REQUIRED WORK:
1: Please print the "Poor Things" review word for word, starting with "The films of" and going on through "often unprecedented narratives.".
2: Carry on the "Poor Things" review from its final sentence onward.
--- Begin PROVIDED PASSAGE ---
Old Tropes, New Tricks: A Review of “Poor Things”

A Few Spoilers Throughout
Old Tropes, New Tricks: A Review of “Poor Things”


The films of Greek director Yorgos Lanthimos are often unpredictable and discomforting. Whether you saw his last outing, “The Favourite,” or if you’re a pioneering fan and remember one of his earliest hits, “Dogtooth,” you know that his films have a way of infiltrating your mind and creating an indelible impression, for better or worse. This is not (entirely) because they disturb and perplex the audience, but more profoundly, because they conjure stories that grapple with ideas and tropes we are familiar with – sex, death, control, societal critique – creating magical, often unprecedented narratives.
--- End PROVIDED PASSAGE ---
--- Begin GIVEN RECORDS ---
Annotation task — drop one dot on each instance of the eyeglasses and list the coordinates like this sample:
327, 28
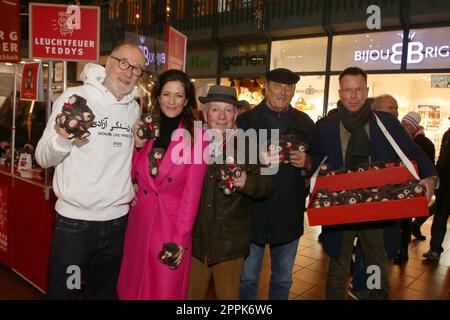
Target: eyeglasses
125, 65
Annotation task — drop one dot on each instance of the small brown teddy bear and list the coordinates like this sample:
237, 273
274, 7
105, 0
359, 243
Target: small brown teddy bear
76, 117
229, 170
154, 161
168, 254
151, 127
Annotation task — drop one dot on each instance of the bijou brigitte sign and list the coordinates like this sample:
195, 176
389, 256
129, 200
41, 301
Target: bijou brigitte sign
417, 52
63, 32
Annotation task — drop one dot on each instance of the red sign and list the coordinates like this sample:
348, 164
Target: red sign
176, 49
10, 31
63, 32
30, 83
3, 219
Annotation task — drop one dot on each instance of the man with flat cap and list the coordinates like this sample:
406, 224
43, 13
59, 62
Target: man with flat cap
278, 221
221, 234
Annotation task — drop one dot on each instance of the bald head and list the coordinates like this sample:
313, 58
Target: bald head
386, 103
122, 65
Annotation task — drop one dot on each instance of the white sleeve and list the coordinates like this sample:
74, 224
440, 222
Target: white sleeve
53, 148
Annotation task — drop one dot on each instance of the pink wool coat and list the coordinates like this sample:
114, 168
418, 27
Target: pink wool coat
165, 212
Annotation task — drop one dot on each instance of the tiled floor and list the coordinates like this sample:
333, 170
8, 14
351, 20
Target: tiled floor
416, 279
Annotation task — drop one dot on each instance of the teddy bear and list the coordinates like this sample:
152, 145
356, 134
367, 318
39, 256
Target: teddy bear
324, 169
76, 117
168, 253
150, 128
227, 171
290, 143
377, 165
286, 144
154, 160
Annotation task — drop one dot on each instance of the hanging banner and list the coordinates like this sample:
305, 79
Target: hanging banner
10, 31
32, 87
64, 32
176, 49
3, 219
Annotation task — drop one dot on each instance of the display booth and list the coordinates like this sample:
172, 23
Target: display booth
26, 197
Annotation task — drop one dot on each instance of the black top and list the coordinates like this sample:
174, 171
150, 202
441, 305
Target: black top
168, 126
426, 145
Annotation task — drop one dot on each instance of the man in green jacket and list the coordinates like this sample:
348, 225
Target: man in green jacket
222, 230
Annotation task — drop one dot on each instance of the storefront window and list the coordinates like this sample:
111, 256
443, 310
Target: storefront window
372, 51
30, 121
201, 88
249, 89
429, 48
300, 55
413, 92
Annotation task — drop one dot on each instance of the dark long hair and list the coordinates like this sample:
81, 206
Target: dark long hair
190, 111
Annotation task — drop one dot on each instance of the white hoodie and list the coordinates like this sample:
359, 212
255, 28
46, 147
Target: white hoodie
92, 180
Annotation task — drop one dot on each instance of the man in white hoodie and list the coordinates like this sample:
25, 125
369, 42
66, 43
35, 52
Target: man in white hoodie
92, 179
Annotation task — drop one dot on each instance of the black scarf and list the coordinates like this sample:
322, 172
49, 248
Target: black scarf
358, 148
168, 126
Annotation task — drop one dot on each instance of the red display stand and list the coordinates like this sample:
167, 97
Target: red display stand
364, 212
5, 217
30, 227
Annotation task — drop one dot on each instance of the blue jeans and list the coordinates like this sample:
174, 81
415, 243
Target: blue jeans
95, 248
359, 276
282, 259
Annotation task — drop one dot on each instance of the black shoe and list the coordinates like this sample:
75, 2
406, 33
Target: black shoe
415, 230
320, 237
402, 257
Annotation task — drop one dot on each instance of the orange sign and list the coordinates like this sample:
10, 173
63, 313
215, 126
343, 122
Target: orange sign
64, 32
10, 31
3, 219
176, 49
--- End GIVEN RECORDS ---
OUTPUTS FOR THE TASKS:
1:
The films of Greek director Yorgos Lanthimos are often unpredictable and discomforting. Whether you saw his last outing, “The Favourite,” or if you’re a pioneering fan and remember one of his earliest hits, “Dogtooth,” you know that his films have a way of infiltrating your mind and creating an indelible impression, for better or worse. This is not (entirely) because they disturb and perplex the audience, but more profoundly, because they conjure stories that grapple with ideas and tropes we are familiar with – sex, death, control, societal critique – creating magical, often unprecedented narratives.

2:
Such is the case for his newest film “Poor Things.” Based on Alasdair Gray’s 1992 novel of the same name, adapted for the screen by repeat Lanthimos collaborator, Tony McNamara and starring Emma Stone (“The Favourite”), Willem Dafoe (“The Florida Project”), and Ramy Yousef (“Ramy”) to name a few of many talents; Lanthimos takes these commonly-used motifs and weaves them into an aesthetically beautiful and challenging piece of art. What differs from his previous work, and in my opinion makes it his strongest film, is the fact that despite the complex and at times uncomfortable images on screen, he delivers a film that is undeniably triumphant.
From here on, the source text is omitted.